▶ **Task instructions**
- 1) Copy out the Jamie Hyslope breast cancer account word for word, everything from "Jamie Hyslope: I" down to "and it wasn’t.".
- 2) Using the Jamie Hyslope breast cancer account, say yes or no to whether each statement agrees with it, and quote the words that decide it.
(a) The breast cancer was diagnosed in August of 2008.
(b) The oncologist promised two years without any condition attached.
(c) Chemo began only after a wait of several weeks.
- 3) Answer these questions from the Jamie Hyslope breast cancer account.
(a) How big had the cancer grown within three weeks?
(b) When did they find out the cancer had spread?
(c) How long did they spend thinking about the things she would miss?

▶ **Provided passage**
*** Block opens ***

Jamie Hyslope: I was diagnosed with breast cancer in August of 2008, and went to see an oncologist and it was very aggressive stage three, borderline stage four cancer that within three weeks went from roughly the size of a grape to the size of a tennis ball. And so knowing it was really aggressive they started chemo immediately, I had a mastectomy and not knowing that there was other alternatives and types of standards of care I believed that my oncologist at the time was giving me the best treatment that was available, and the most aggressive is what he said he was giving me, and it wasn’t.
We found out then two days after Christmas that my cancer has metastasized and was now in my lungs and my liver, and, at that point we hit rock bottom. He gave me two years if he could get the liver cancer under control, that was a very big “if” on his part, and we were sent home with no hope and thinking we were on borrowed time and so it was a very rough weekend. We spent 48 hours thinking that there were a lot of things I was not going to be there for, there was a lot of things I was going to miss and so sleep was last on the priority list.

*** Block closes ***

▶ **Records supplied**
*** Block opens ***

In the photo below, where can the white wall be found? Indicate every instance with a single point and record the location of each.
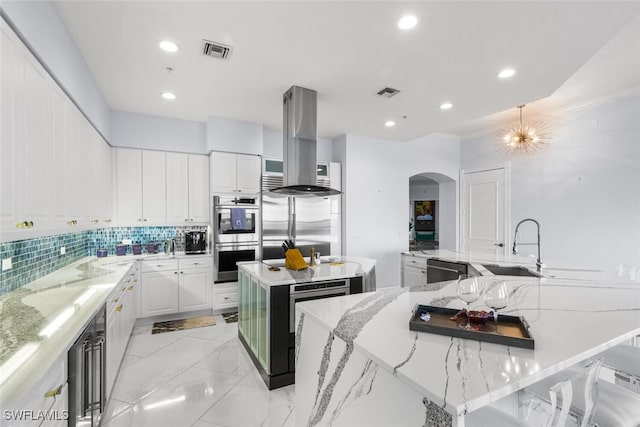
(376, 193)
(234, 136)
(39, 24)
(584, 188)
(158, 133)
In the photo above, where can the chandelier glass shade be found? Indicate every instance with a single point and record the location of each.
(524, 137)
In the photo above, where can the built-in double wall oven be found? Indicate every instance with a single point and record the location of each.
(236, 234)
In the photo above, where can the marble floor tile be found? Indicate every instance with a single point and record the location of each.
(200, 377)
(144, 344)
(143, 376)
(179, 402)
(230, 357)
(268, 408)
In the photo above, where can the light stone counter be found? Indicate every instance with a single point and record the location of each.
(41, 320)
(341, 268)
(357, 362)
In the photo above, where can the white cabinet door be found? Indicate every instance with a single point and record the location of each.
(177, 187)
(8, 165)
(34, 127)
(154, 187)
(159, 293)
(195, 290)
(248, 174)
(60, 190)
(129, 185)
(223, 173)
(199, 198)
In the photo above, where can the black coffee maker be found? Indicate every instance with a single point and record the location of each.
(195, 242)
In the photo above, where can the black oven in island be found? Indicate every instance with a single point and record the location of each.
(264, 322)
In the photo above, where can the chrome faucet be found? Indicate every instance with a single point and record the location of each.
(515, 244)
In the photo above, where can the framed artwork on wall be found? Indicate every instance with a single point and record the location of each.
(424, 215)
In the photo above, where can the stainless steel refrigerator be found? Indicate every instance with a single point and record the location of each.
(308, 221)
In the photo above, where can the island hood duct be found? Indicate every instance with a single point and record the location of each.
(299, 131)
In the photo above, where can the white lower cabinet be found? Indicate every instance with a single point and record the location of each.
(159, 293)
(121, 316)
(225, 295)
(48, 395)
(194, 290)
(175, 286)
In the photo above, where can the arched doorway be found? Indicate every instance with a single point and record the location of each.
(433, 213)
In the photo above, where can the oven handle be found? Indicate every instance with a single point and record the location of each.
(294, 295)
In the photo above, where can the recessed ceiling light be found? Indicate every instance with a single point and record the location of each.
(407, 22)
(506, 73)
(168, 46)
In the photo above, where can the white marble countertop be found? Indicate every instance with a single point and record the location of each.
(551, 269)
(331, 267)
(570, 321)
(65, 300)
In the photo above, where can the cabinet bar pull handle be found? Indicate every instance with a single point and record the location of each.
(54, 392)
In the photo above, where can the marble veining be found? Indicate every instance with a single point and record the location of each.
(570, 320)
(299, 336)
(347, 329)
(361, 387)
(74, 294)
(435, 415)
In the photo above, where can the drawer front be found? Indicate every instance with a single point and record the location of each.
(415, 262)
(199, 262)
(159, 265)
(226, 298)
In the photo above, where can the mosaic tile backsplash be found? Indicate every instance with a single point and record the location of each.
(34, 258)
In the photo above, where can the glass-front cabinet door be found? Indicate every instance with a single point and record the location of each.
(253, 316)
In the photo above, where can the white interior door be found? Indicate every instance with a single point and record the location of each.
(484, 212)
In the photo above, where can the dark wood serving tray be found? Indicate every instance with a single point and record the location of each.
(511, 330)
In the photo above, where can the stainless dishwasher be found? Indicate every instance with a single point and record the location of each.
(87, 392)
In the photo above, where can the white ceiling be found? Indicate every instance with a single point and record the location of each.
(347, 51)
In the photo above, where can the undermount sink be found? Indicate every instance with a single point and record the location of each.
(510, 271)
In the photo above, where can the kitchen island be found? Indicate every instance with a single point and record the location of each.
(357, 362)
(267, 300)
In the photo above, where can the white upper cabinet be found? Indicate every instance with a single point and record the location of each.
(34, 142)
(177, 187)
(187, 188)
(129, 185)
(55, 167)
(199, 197)
(235, 173)
(8, 166)
(141, 196)
(154, 184)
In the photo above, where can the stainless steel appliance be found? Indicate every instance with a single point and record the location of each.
(308, 221)
(236, 234)
(195, 242)
(314, 290)
(299, 154)
(87, 369)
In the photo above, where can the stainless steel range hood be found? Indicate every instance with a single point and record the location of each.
(299, 131)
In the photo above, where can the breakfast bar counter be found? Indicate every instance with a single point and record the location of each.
(357, 362)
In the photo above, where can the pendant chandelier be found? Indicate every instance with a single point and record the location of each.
(525, 137)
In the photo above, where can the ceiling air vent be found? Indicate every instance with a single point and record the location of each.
(216, 50)
(388, 92)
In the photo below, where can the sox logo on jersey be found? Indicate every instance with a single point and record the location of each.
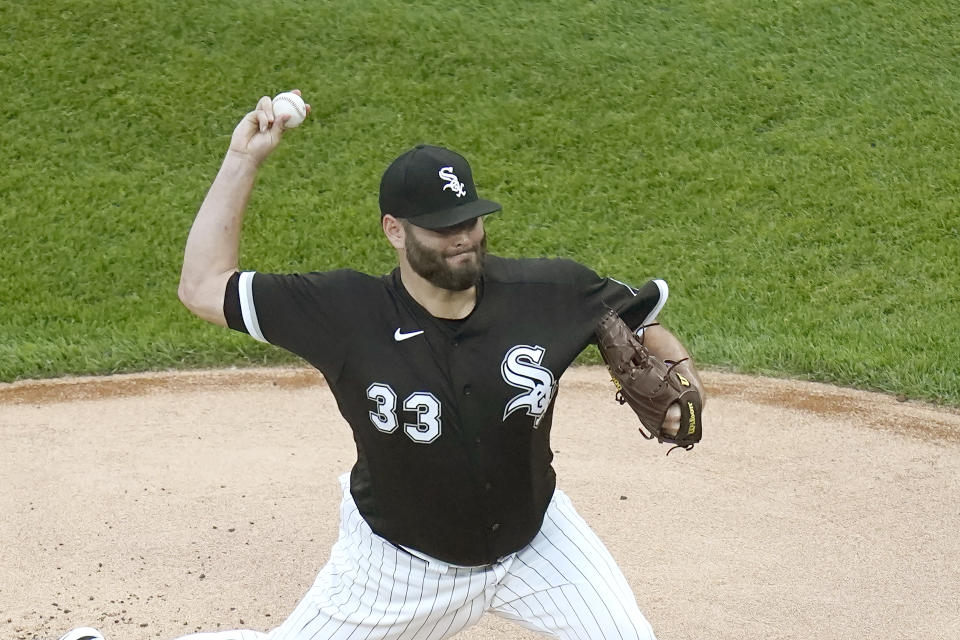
(521, 368)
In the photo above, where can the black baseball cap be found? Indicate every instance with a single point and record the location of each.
(432, 187)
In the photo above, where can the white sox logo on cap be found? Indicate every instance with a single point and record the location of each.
(453, 182)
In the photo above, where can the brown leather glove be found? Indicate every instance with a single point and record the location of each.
(648, 384)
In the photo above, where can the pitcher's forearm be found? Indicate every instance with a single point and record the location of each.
(212, 251)
(214, 241)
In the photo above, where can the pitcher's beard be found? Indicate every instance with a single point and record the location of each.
(433, 266)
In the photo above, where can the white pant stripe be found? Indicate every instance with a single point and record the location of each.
(564, 584)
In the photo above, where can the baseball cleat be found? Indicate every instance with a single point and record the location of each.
(82, 633)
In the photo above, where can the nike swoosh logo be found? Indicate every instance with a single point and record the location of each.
(400, 336)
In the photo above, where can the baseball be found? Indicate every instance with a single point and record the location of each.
(289, 103)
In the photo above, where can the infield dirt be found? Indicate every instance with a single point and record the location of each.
(156, 505)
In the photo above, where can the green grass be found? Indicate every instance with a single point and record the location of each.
(790, 168)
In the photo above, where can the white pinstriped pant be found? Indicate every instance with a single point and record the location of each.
(563, 584)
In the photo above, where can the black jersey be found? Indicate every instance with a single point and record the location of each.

*** Block closes ***

▶ **Solutions to the problems**
- 1)
Jamie Hyslope: I was diagnosed with breast cancer in August of 2008, and went to see an oncologist and it was very aggressive stage three, borderline stage four cancer that within three weeks went from roughly the size of a grape to the size of a tennis ball. And so knowing it was really aggressive they started chemo immediately, I had a mastectomy and not knowing that there was other alternatives and types of standards of care I believed that my oncologist at the time was giving me the best treatment that was available, and the most aggressive is what he said he was giving me, and it wasn’t.

- 2)
(a) Yes: "I was diagnosed with breast cancer in August of 2008"
(b) No: "He gave me two years if he could get the liver cancer under control"
(c) No: "they started chemo immediately"

- 3)
(a) The size of a tennis ball.
(b) Two days after Christmas.
(c) 48 hours.